__What this task involves__:
Please retype the records below exactly as they stand.

__Data to process__:
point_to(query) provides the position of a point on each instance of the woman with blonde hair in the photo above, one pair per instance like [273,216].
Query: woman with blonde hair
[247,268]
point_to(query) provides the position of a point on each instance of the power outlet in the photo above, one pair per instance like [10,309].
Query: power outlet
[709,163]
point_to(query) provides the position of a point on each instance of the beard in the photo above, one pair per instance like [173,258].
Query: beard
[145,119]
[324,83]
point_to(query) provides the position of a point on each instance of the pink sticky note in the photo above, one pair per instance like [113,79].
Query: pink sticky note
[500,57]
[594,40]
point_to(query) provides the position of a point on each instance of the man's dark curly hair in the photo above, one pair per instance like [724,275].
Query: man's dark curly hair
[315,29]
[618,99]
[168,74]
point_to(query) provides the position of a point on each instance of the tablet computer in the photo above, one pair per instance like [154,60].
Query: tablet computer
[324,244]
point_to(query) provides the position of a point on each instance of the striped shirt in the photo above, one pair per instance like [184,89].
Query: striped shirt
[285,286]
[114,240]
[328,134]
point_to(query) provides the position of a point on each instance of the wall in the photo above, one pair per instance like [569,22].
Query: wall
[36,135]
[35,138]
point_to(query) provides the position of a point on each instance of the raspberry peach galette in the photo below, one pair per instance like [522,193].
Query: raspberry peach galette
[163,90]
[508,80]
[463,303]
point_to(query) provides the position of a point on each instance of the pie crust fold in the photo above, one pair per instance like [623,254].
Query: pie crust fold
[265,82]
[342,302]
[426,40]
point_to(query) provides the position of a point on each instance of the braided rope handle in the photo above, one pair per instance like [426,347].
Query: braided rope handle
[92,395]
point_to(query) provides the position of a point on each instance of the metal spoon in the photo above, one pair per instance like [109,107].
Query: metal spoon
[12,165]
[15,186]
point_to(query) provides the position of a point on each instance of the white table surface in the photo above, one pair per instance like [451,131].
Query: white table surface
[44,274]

__Result__:
point_to(query) provides the position of a point on each instance of the woman with blonde hair in the photo above, one pair per instance like [273,216].
Query: woman with blonde hair
[247,268]
point_to(query) provides the position of a point on each instance of the power outlet in the photo above, one pair per instance like [10,309].
Query: power outlet
[709,163]
point_to(query) provides the position of a point on each instance of the beard in the photo above, one pair per instance like [173,258].
Query: beard
[145,119]
[324,83]
point_to(query) provides the position of a point on each instance of the pink sticky note in the photo above, one pair per instance like [113,79].
Query: pink sticky note
[500,57]
[594,40]
point_to(query) provides the position of a point on each instance of the man's dark curly hair in the photo above, one pair per instance like [724,275].
Query: man's dark curly hair
[315,29]
[618,99]
[168,74]
point_to(query) provides the position of a point on each instance of the tablet computer in the photo above, one pair per instance like [154,60].
Query: tablet computer
[324,244]
point_to(query) provides the position of a point on each instance of the striped shirt in the photo above, one pair per instance like [184,89].
Query: striped shirt
[285,286]
[114,240]
[328,134]
point_to(query) provides the position of a point on each instance of the wall in the photo above, one pair per instance like [569,22].
Query: wall
[36,135]
[35,138]
point_to(query) provides the position of a point on each instance of the raspberry peach galette in the photo below, one pair per instance like [522,193].
Query: raspberry peach galette
[163,90]
[508,80]
[463,303]
point_to(query) provides the position of a point on each instance of the pie crust fold in the photo above, one pair per instance like [623,254].
Query: pie crust fold
[265,82]
[342,302]
[426,40]
point_to(query) provides the position of a point on each instance of the braided rope handle in the photo above, one pair per instance like [426,347].
Query: braided rope handle
[92,395]
point_to(query) provides the position of a point on each instance of the metal spoon in the photo above, one pair per instance like [109,107].
Query: metal spoon
[12,165]
[15,186]
point_to(query) provides the position of a point on each instance of the white table surface in the photo above, one pair per instance like [451,131].
Query: white table surface
[44,274]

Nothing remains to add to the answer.